• _Ejercicios por resolver_
a) Responde brevemente a estas preguntas sobre el texto acerca del síndrome límite:
(i) ¿En qué año se publicó el DSM-5?
(ii) Según la exposición de C. Sharp, ¿por qué el síndrome límite no es crónico?
(iii) ¿Quiénes propusieron la esquizofrenia pseudoneurótica?
b) Prosigue el texto sobre el síndrome límite a partir de su última oración.

• _Fragmento del texto_
==========
La publicación del DSM-5 en 2013 no ha cambiado mucho el panorama: el modelo dimensional de trastornos de la personalidad que anunciaba la APA ha quedado relegado a estudios posteriores, con lo cual el diagnóstico TLP continúa con la misma categorización anterior y, en consecuencia, con los mismos solapamientos y comorbilidades.
No obstante, persiste el sonido de fondo que aboga por demostrar que el síndrome límite no es un trastorno de la personalidad; de hecho, como expone C. Sharp (24), ni siquiera cumple los criterios generales que el DSM estipula como básicos para diagnosticar un trastorno de la personalidad: no es persistente, ya que es impredecible, con altos y bajos; no es crónico, ya que tiende a remitir con el tiempo; muchos síntomas responden al tratamiento psicofarmacológico; no es egosintónico, sino que la mayoría de los pacientes buscan ayuda; no tiene su inicio en la adolescencia, sino que es en la adolescencia cuando puede empezar a mostrar los síntomas manifiestos; y, con el tratamiento adecuado, tiene buen pronóstico. Ya hace tiempo que estudios longitudinales, como los realizados por Gunderson et al. (25, 26) o Zanarini et al. (27, 28), están poniendo en entredicho la supuesta estabilidad, persistencia, cronicidad y mal pronóstico definitorios de todo trastorno de la personalidad y del TLP en particular. Así, como parece evidenciarse, si los síntomas nucleares tienden a remitir al cabo de 10 años de evolución, quizá habría que reconsiderar su catalogación como trastorno de la personalidad.
d) Atenuación de una enfermedad psicótica
Con este significado se identifica el cuadro con una esquizofrenia light, premórbida, prepsicótica o fragmentaria. Este ha sido el abordaje mantenido a lo largo de la historia, formando parte intrínseca de la evolución del concepto. Hablan de esta tendencia los antecedentes del actual síndrome límite, como la psicosis ambulatoria de Zilboorg (29), la esquizofrenia pseudoneurótica de Hoch y Polatin (30), la psicosis latente de Bychowski (31) o el carácter psicótico de Frosch (32).
==========
• _Líneas registradas_

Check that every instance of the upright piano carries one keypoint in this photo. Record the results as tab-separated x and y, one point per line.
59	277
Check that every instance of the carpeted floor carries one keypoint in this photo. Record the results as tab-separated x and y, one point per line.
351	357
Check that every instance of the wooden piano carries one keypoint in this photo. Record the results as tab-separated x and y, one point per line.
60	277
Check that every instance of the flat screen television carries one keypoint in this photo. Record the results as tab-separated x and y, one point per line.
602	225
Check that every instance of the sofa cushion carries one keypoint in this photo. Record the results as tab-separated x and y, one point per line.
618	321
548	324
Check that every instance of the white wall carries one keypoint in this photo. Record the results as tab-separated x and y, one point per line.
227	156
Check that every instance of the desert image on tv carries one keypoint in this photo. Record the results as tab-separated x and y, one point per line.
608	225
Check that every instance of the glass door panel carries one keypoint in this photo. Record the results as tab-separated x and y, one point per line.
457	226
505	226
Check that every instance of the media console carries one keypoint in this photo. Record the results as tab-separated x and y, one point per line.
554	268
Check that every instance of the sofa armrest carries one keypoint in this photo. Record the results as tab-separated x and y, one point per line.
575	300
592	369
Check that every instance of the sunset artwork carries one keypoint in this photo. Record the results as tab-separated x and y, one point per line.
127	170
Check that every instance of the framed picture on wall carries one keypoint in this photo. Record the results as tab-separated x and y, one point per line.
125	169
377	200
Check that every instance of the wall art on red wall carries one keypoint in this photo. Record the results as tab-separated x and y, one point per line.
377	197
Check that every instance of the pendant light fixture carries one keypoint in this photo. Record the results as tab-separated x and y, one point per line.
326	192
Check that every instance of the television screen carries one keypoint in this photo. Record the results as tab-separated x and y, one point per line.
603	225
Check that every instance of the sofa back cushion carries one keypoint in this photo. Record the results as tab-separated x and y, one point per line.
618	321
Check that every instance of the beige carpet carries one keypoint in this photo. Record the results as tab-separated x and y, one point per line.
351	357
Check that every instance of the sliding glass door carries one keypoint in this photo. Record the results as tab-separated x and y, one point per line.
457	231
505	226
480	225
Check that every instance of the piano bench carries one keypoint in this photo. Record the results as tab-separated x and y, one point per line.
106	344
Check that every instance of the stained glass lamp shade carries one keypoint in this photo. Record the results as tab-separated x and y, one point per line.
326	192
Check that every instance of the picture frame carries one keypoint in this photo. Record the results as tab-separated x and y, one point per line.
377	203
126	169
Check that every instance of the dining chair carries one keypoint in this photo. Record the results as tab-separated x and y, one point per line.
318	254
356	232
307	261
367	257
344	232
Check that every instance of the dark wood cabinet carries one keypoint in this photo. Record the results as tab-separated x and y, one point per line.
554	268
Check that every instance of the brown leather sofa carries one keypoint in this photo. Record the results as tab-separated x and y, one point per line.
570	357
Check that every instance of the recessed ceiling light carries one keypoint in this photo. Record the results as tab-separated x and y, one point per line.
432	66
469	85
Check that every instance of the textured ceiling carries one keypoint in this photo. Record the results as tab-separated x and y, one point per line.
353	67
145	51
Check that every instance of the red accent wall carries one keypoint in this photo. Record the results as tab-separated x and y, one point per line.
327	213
==========
• _Respuestas por ejercicio_
a)
(i) En 2013.
(ii) Porque tiende a remitir con el tiempo.
(iii) Hoch y Polatin.

b)
e) Indicación del fracaso de la empatía del terapeuta
Este supuesto subordina el diagnóstico a la condición de analizabilidad del paciente, postura iniciada por Kohut (33) y mantenida en la actualidad por muchos profesionales, derivando en los calificativos que suelen acompañar a estos sujetos: pacientes difíciles, estresantes, conflictivos, reacios al tratamiento, que agobian, que tensan, que es preferible cualquier otro trastorno que “lidiar” con un TLP… sentimientos contratransferenciales que, en algunos casos, contribuyen al estigma que pesa sobre estos sujetos y que, en un círculo vicioso, predispone al clínico en su contra.
En 2012 se realizó en Buenos Aires una encuesta entre 216 psicólogos y psiquiatras con el fin de detectar su experiencia personal con estos pacientes y con el diagnóstico (34). Se halló que, efectivamente, los pacientes TLP despertaban sentimientos negativos en los profesionales; en concreto, preocupación, frustración, cansancio, confusión, rechazo y sensación de estar siendo manipulados.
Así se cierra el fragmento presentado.